[Image object location listing]
_ _ _ _ _ _ _

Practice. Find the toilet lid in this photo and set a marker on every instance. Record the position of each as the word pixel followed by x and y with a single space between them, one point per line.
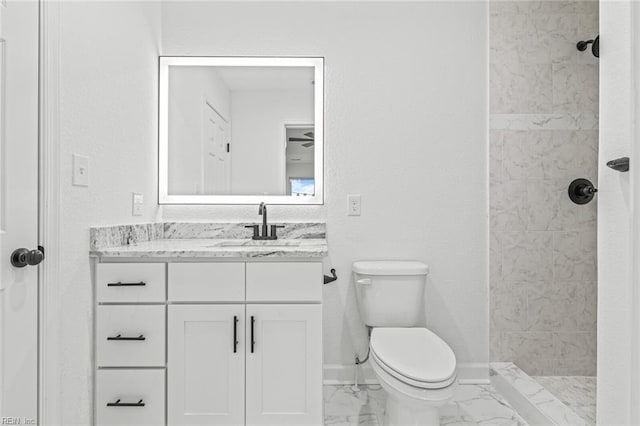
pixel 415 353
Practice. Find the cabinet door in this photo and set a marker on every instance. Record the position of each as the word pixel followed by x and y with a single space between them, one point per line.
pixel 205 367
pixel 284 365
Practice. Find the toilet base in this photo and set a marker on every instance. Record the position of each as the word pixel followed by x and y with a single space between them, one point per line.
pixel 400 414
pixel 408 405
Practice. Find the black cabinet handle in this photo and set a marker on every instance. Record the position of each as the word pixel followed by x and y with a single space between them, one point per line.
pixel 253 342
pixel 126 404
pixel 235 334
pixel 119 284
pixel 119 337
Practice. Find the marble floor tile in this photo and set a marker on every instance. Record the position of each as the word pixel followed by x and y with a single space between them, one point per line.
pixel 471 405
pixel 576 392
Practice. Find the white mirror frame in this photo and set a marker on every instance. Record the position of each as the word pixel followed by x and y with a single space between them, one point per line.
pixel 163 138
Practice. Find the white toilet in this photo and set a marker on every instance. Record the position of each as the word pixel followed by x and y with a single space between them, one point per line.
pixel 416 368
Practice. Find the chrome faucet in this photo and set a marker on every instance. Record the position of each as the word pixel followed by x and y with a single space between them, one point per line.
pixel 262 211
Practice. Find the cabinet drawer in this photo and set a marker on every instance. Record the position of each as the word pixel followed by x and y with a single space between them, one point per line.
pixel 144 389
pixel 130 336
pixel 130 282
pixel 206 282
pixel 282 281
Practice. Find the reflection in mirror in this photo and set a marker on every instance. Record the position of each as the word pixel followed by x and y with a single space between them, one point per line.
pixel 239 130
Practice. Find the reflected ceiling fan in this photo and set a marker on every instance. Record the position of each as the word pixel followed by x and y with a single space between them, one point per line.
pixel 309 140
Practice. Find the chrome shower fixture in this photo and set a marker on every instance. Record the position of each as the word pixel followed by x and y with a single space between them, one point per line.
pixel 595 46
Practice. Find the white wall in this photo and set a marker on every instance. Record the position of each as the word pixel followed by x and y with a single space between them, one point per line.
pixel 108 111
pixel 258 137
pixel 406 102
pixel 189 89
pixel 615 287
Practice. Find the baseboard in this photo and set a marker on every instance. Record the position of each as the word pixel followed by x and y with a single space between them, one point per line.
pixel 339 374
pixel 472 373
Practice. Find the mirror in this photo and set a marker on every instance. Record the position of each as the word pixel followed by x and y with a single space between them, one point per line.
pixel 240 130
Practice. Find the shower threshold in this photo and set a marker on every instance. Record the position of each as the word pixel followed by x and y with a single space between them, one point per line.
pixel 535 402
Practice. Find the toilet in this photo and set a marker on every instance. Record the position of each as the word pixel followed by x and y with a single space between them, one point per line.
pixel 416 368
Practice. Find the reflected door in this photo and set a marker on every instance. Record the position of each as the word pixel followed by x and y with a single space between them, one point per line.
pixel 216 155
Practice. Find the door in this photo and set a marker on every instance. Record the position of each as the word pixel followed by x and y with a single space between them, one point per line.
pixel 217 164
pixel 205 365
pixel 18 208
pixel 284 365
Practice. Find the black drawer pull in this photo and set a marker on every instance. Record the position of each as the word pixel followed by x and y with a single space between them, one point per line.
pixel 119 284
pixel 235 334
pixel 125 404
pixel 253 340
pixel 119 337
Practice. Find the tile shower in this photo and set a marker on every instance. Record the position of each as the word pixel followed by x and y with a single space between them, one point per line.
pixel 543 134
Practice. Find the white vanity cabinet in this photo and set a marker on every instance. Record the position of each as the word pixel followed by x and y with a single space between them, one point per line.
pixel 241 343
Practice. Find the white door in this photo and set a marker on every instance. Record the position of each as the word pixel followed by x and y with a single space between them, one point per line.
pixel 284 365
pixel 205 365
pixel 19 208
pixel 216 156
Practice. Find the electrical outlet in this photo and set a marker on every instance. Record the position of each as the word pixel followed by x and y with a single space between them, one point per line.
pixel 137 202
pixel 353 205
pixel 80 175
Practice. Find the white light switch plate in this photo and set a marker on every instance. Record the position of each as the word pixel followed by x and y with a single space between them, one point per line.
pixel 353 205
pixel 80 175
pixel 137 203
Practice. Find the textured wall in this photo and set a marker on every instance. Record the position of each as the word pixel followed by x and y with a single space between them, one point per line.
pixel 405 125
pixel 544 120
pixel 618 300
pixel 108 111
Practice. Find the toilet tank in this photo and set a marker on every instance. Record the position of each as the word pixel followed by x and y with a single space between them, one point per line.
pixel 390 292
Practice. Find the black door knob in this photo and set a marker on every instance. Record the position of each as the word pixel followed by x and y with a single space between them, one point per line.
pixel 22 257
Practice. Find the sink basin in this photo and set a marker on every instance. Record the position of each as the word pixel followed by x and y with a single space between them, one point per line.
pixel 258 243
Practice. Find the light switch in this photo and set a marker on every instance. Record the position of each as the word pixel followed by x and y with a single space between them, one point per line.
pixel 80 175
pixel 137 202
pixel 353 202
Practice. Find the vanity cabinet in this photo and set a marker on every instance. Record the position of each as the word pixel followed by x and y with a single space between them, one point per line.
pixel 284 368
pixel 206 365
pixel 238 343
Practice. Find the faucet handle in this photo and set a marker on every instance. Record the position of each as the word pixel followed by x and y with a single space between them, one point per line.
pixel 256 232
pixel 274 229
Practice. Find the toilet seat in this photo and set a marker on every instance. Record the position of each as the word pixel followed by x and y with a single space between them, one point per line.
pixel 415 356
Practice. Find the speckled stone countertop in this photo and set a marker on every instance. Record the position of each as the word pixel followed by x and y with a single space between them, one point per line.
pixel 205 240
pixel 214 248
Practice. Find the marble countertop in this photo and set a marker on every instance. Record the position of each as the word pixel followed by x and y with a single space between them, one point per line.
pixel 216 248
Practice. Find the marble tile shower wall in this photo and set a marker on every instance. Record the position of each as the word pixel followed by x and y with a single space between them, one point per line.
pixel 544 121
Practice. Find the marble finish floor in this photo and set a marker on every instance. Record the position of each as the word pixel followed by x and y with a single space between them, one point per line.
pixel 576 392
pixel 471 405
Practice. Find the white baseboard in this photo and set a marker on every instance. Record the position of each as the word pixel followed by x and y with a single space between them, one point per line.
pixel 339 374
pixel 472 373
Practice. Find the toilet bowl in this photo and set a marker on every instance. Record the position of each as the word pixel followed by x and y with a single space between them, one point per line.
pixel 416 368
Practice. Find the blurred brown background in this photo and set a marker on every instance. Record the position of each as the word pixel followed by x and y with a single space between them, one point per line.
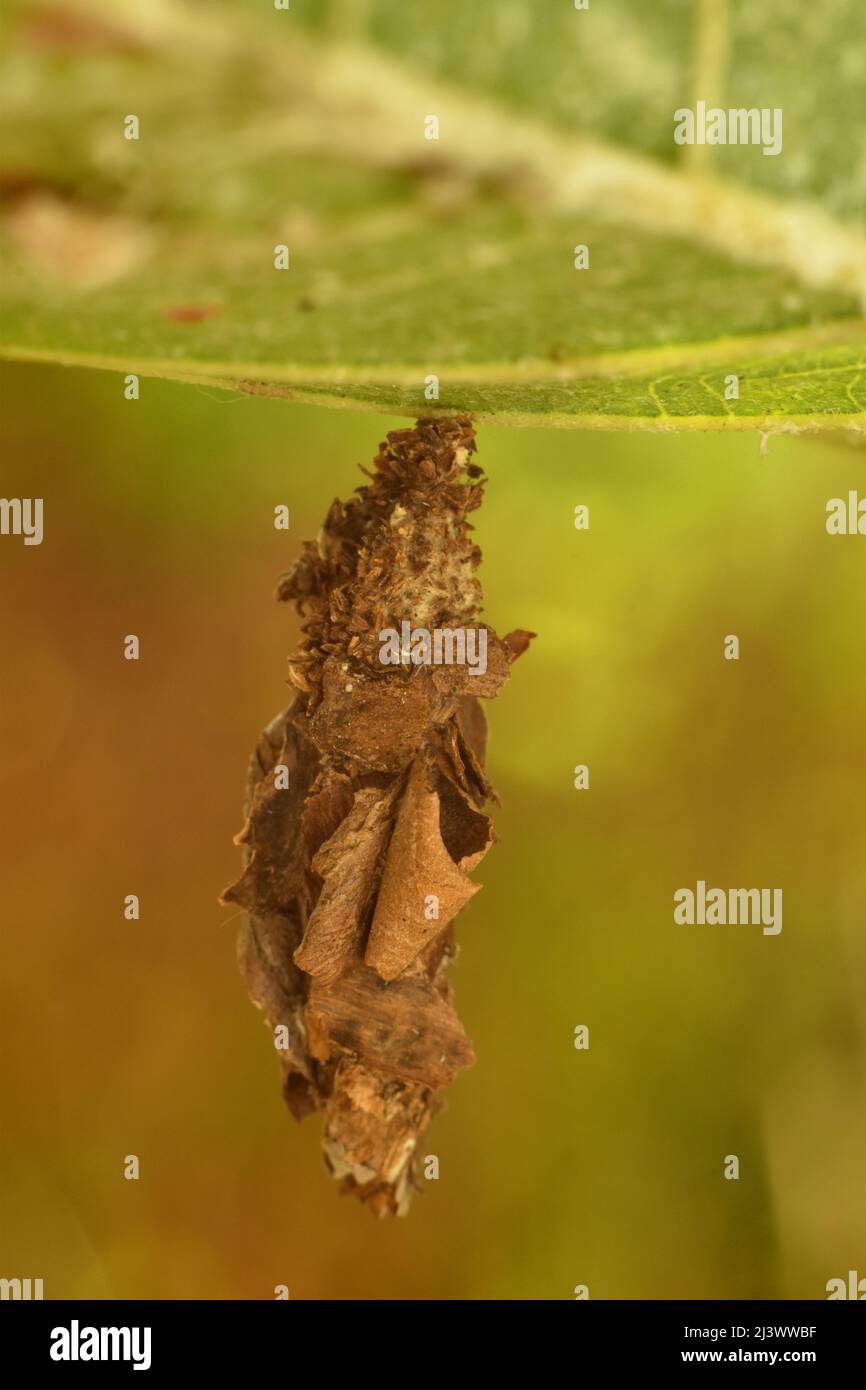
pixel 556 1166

_ _ _ _ _ _ _

▶ **Short problem**
Echo the listing above line for line, without any change, covering every entry but leaving the pictures out.

▶ **The output**
Practice. Find the toilet lid in this photo and set a marker on every instance. Record the position of each as the word pixel followed by x and y with a single space between them, one point per line.
pixel 415 353
Practice. Find the cabinet door in this photo and set a marker on every instance. Record the position of each as the word pixel followed by x and y with a single space between them, one point per line.
pixel 205 367
pixel 284 365
Practice. Find the toilet base in this photo and set a marker on every instance. Record the position of each as the word pixel followed by x and y with a single space between them, one point per line.
pixel 400 414
pixel 408 405
Practice. Find the black cabinet handle in this photo and set a marker on every instance. Record the position of each as the word pixel followed by x and y with a single space between them, one point per line.
pixel 253 342
pixel 126 404
pixel 235 334
pixel 119 284
pixel 119 337
Practice. Find the marble floor tile in this photo and set a marker on every instance. Record the position of each as the word pixel followed by x and y with a single space between them, one point per line.
pixel 471 405
pixel 576 392
Practice. Find the white mirror frame in this photo and set a marker on every instance. Record the position of each as the word pixel followed by x and y with a single space between them, one point per line.
pixel 163 138
Practice. Find the white toilet in this photo and set a marker on every instance. Record the position of each as the word pixel followed by x and y with a single space between them, one point per line.
pixel 416 368
Practice. Find the chrome faucet in this photo and set a marker on every instance. Record the position of each as the word pixel followed by x and y with a single space between them, one point per line.
pixel 262 211
Practice. Find the cabinet drawer in this photo and set a marker on every instance. Record the position of each as the word pixel followed by x and y with a single space between them, one point per line.
pixel 144 389
pixel 130 336
pixel 130 282
pixel 206 282
pixel 282 281
Practice. Find the reflection in mirror in this photo and set a marker on every instance. Record the position of each as the word pixel followed by x and y with a single space between them, one point per line.
pixel 239 130
Practice. Find the reflected ceiling fan in this photo and set a marker on every instance. Record the position of each as the word pixel followed by x and y with a single space between them, one point per line.
pixel 309 140
Practice. Find the chrome shower fixture in this photo and set a marker on every instance. Record the position of each as the word pixel followed by x and y with a single space between them, one point per line.
pixel 595 46
Practice. Find the white wall in this photo and set a marker on every instance. Record the position of each as the word pixel followed by x and y with a single space between them, one point per line.
pixel 108 111
pixel 258 137
pixel 406 102
pixel 189 89
pixel 615 287
Practice. Find the baseboard in this photo and set a marker on every instance. Record the position of each as the word pixel followed by x and y with a single space between them, one point per line.
pixel 339 374
pixel 472 373
Practice. Find the mirror in this photo and set a marker on every instance. Record the position of each as the word pixel followed by x and y with a single space between them, one point per line.
pixel 240 130
Practice. Find the shower threshold in this photo and set a marker on every instance. Record the position of each as the word pixel followed by x and y with a single space between them, one point per line.
pixel 535 402
Practice. Find the toilet in this photo and set a marker on every instance. Record the position of each as the word pixel followed by x and y with a single space between them, one point per line.
pixel 416 368
Practice. Find the reflected door in this photo and set a marker on every instance. Record the position of each as the word pixel followed by x and y with a single space between them, one point per line.
pixel 216 155
Practice. Find the door in this photo and set a marker on every instance. Record the position of each as the word pixel followed by x and y with a single space between them, one point per line.
pixel 217 164
pixel 205 365
pixel 18 208
pixel 284 365
Practice. Find the black drawer pull in this photo and set a marker on every instance. Record the position of each as the word pixel followed by x and y with a single space between them, one point per line.
pixel 119 284
pixel 235 334
pixel 125 404
pixel 253 340
pixel 119 337
Practice. Find the tile shower in this photo and set a marker on every instance. Record the position of each as the word pixel followed by x and y with a single space between them, one point per line.
pixel 543 134
Practice. Find the white vanity cabinet in this photo and set a marker on every instance. Record the position of each as the word pixel followed by x and y with a single space between them, one point per line.
pixel 241 343
Practice. Find the white door in this photo and set a marker on every instance. Record the position of each as the word pixel followed by x and y with a single space between them, one point per line.
pixel 284 365
pixel 205 365
pixel 19 208
pixel 216 156
Practice. Find the electrical outlet in this photo and set a marker on every instance. Record the position of each as the word pixel followed by x and y with a single space between them, one point per line.
pixel 137 202
pixel 353 205
pixel 80 175
Practice. Find the white light switch plate in this photo and set a marker on every instance. Record the position of each as the word pixel followed by x and y with a single space between them, one point per line.
pixel 353 205
pixel 80 175
pixel 137 203
Practice. Find the textured wall in this photo and set a marker on every instance. Record the position of each as the word pixel followed by x and y with a single space between them, one point per line.
pixel 405 125
pixel 544 120
pixel 618 300
pixel 108 111
Practice. Find the toilet tank in this photo and set a marker on every instance. Record the position of each as the word pixel followed by x and y with a single space between them, one point per line.
pixel 390 292
Practice. Find the black door knob in this photo and set a marker on every instance. Record the position of each as the word pixel followed by x and y with a single space between them, one point per line.
pixel 22 257
Practice. Find the sink basin in this photo and set a marker on every instance. Record the position of each as the word pixel followed by x and y with a single space between them, one point per line.
pixel 258 243
Practice. Find the light switch in this photo and set a marker on every instance. Record the position of each as the word pixel followed by x and y with a single space between them, one point per line.
pixel 80 175
pixel 137 202
pixel 353 202
Practice. Find the vanity cabinet in this photo and set a marker on every instance. Record the position of each as the word pixel followed by x and y with a single space between them, one point per line.
pixel 284 368
pixel 206 365
pixel 238 343
Practice. Find the faucet handle in this photo and set a marker on every instance. Record the position of each as the word pixel followed by x and y with a single space between them, one point per line.
pixel 256 232
pixel 274 229
Practice. Find the toilet seat in this photo and set a marker on every instance. Record the position of each as the word pixel followed by x and y with a single space between them, one point per line.
pixel 415 356
Practice. Find the speckled stone countertop in this photo and set a marker on every instance. Record the position of each as the word pixel followed by x and y with a single space between them, one point per line.
pixel 205 240
pixel 214 248
Practice. Find the marble countertop in this photo and set a marker on every instance. Record the position of each as the word pixel followed by x and y with a single space between them, one point per line.
pixel 216 248
Practice. Find the marble tile shower wall in this photo and set a marker on every instance. Record the position of each as the word pixel followed by x and y with a single space between them, one point per line.
pixel 544 121
Practice. Find the marble finish floor in this photo and set a marker on every instance. Record the position of each as the word pixel followed by x and y with a single space between them, one point per line.
pixel 576 392
pixel 471 405
Practice. Find the white baseboard in this photo and set a marker on every instance. Record the position of each as the word pixel followed by x and y with a single space between them, one point per line.
pixel 339 374
pixel 472 373
Practice. Find the toilet bowl in this photo and set a marker on every instance. Record the position of each as the word pixel followed by x and y with a single space between them, one point per line.
pixel 416 368
Practice. Find the blurred brown background in this photo and set a marker on every instance. Record the position of each as the word pixel followed by x and y with a single space between them, one point per line.
pixel 556 1166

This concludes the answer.